* _PASSAGE GIVEN_:
An embodiment of the invention may further comprise an electric
motor mounted within the suction base body such that a portion of
the electric motor sits within an annular opening in a rear wheel,
a brush roll mounted within the brush roll cavity, a brush roll
gear operatively associated with the brush roll, a drive gear
affixed to a rotating shaft of the electric motor, a drive belt
that runs from the drive gear attached to the electric motor to the
brush roll gear to cause the brush roll to rotate, wherein the
drive belt resides outside of the suction base body and at least a
portion of the drive belt is covered by the right base support.
An embodiment of the invention may further comprise a rear body
cover attached to a lower suction base housing of the suction base
body, and covers the electric motor, wherein the rear body cover
has one or more openings to vent warm air from the inside of the
suction base body.
An embodiment of the invention may further comprise a controller
PCB mounted within the suction base body that is electrically
connected and transmits power to the electric motor; and a
micro-switch 109 mounted within the suction base body that is
electrically connected to the PCB over an electrical path, wherein
the micro-switch 109 has an actuator positioned to engage a
corresponding face of the swivel joint housing, such that the face
of the swivel joint housing triggers the micro-switch actuator to
signal the PCB over the electrical path to interrupt the
transmission of power to the electric motor, when the swivel joint
is in the fully upright position.
An embodiment of the invention may further comprise annular
openings in the rotary swivel coupling and the rotary hose bracket,
wherein the openings are aligned to allow wiring from the PCB to
run alongside the air path.
Another embodiment of the invention may comprise a low-profile
suction base unit having a reduced profile swivel joint comprising
a suction base body, a left base support operatively associated
with the suction base body, such that there is a viewing opening
between a portion of the left base support and a portion of the
suction base body, a right base support operatively associated with
the suction base body, such that there is a viewing opening between
a portion of the left base support and a portion of the suction
base body, and a swivel joint housing and a rotary swivel coupling
operatively associated with an upright main housing and the suction
base unit, wherein the swivel joint causes the suction base unit to
pivot left when the upright main housing is tilted left and the
suction base unit to pivot right when the upright main housing is
tilted right, while allowing a user to view a surface being cleaned
through viewing openings.

* _GIVEN INFORMATION_:
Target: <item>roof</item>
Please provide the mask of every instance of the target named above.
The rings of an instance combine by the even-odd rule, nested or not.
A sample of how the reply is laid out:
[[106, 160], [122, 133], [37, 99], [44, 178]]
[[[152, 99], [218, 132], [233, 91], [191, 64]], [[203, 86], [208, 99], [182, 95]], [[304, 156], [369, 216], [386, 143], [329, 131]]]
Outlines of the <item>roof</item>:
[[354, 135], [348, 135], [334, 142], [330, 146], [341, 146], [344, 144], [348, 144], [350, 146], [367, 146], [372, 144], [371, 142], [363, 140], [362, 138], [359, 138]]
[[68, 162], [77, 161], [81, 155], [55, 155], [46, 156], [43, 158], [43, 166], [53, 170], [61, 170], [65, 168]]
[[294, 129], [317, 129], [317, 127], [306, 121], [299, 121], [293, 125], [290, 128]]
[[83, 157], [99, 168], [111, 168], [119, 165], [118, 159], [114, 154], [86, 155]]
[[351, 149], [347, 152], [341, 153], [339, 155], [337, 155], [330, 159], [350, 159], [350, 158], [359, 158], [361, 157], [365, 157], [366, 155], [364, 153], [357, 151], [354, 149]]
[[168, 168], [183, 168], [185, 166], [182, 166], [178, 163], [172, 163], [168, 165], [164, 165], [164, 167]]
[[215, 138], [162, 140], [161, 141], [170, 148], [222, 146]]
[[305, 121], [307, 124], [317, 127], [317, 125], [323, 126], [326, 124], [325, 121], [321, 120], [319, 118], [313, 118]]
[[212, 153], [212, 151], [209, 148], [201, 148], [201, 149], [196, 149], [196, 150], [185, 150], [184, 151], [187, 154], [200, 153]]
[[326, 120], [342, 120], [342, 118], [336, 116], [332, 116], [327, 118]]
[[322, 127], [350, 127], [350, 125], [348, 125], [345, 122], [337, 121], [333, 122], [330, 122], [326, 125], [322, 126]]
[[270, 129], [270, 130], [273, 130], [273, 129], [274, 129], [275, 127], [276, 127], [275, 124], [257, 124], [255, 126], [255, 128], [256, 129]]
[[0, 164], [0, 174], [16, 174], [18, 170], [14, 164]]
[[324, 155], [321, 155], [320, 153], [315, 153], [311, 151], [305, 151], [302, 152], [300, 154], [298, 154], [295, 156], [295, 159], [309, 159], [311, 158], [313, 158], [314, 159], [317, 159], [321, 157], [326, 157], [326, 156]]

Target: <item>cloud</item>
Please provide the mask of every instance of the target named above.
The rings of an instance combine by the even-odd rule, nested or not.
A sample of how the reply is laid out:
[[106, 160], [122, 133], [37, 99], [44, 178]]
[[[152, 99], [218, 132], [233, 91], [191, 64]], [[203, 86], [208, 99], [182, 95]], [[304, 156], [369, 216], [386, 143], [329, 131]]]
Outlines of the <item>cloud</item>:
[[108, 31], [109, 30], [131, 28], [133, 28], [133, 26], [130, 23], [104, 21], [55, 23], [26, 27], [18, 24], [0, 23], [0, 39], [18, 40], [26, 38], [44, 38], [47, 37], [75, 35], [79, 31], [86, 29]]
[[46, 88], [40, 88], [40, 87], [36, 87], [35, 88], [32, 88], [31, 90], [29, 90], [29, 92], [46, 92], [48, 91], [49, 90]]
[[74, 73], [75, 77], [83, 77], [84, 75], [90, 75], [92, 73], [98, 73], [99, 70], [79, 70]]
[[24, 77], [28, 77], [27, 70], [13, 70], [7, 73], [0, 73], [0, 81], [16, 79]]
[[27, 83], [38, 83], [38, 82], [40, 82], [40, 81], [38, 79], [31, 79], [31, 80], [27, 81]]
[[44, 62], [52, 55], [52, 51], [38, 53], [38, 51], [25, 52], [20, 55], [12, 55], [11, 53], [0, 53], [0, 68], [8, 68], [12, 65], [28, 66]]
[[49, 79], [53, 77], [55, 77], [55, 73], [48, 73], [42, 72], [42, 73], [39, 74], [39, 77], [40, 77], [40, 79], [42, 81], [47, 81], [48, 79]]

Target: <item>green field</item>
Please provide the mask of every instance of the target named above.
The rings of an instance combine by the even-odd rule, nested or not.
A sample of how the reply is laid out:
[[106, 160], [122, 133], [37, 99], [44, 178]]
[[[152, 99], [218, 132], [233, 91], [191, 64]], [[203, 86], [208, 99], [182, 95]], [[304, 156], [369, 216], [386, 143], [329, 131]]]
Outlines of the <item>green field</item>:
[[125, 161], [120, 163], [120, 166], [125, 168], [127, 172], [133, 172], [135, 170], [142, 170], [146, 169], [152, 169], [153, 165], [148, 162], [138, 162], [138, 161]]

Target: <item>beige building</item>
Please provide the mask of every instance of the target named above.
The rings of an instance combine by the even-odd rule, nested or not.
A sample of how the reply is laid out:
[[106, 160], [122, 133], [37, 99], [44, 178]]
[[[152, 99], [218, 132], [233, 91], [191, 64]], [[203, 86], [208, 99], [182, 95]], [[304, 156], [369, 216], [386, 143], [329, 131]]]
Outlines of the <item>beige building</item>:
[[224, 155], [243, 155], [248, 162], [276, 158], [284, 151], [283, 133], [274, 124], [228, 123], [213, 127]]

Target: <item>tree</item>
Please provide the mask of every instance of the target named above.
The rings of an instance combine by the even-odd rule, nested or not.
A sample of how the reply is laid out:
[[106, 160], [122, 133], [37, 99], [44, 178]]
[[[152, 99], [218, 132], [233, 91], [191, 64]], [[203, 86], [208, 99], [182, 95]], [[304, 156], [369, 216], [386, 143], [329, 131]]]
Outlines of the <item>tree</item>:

* _PROBLEMS TO SOLVE_:
(1) Convert the stretch of the listing from its first line through the line containing "154], [86, 155]]" into a numbered list, one entry per line and blank lines omitted.
(2) Carry on the passage on the vacuum suction base from where it stops.

* _WRITTEN RESPONSES_:
(1)
1. Target: <item>roof</item>
2. Please provide the mask of every instance of the target named above.
3. The rings of an instance combine by the even-odd rule, nested or not.
4. A sample of how the reply is laid out:
5. [[106, 160], [122, 133], [37, 99], [44, 178]]
6. [[[152, 99], [218, 132], [233, 91], [191, 64]], [[203, 86], [208, 99], [182, 95]], [[304, 156], [369, 216], [386, 143], [329, 131]]]
7. Outlines of the <item>roof</item>:
8. [[354, 135], [348, 135], [334, 142], [330, 146], [341, 146], [344, 144], [348, 144], [350, 146], [367, 146], [372, 144], [371, 142], [363, 140], [362, 138], [359, 138]]
9. [[68, 162], [77, 161], [81, 155], [55, 155], [46, 156], [43, 158], [43, 166], [53, 170], [61, 170], [65, 168]]
10. [[294, 129], [317, 129], [317, 127], [306, 121], [299, 121], [293, 125], [290, 128]]
11. [[83, 157], [99, 168], [111, 168], [119, 165], [118, 159], [114, 154], [86, 155]]

(2)
An embodiment of the invention may further comprise two rear wheels
operatively associated with the suction base body, wherein the
height of the wheels is preferably no greater than 51/2 inches.
An embodiment of the invention may further comprise a low-profile
suction base unit, wherein the height of the suction base unit at
the top edge of the rotary swivel coupling is preferably no greater
than 53/4 inches.
BRIEF DESCRIPTION OF THE DRAWINGS
Further features of the present invention, its nature and various
advantages will become more apparent upon consideration of the
following detailed description, taken in conjunction with the
accompanying drawings, which are also illustrative of the best mode
contemplated by the applicants, and in which like reference
characters refer to like parts throughout, where:
FIG. 1 illustrates a top view of an embodiment of a cleaning
apparatus suction base with a cut-away view of the right-hand
side;
FIG. 1A illustrates an embodiment of a lower suction base housing
indicating front, center, and rear sections;
FIG. 2 is a cut-away view of an embodiment of the suction base
looking down from the top;
FIG. 3 illustrates a cut-away view of an embodiment of the brush
roll cavity and air path;
FIG. 4 illustrates a cut-away view of an embodiment of the suction
base looking down from the top;
FIG. 5 illustrates an orthographic view of a partially cut-away
view of an embodiment of the suction base;
FIG. 6 illustrates a cut-away view from the bottom of an embodiment
of the suction base unit.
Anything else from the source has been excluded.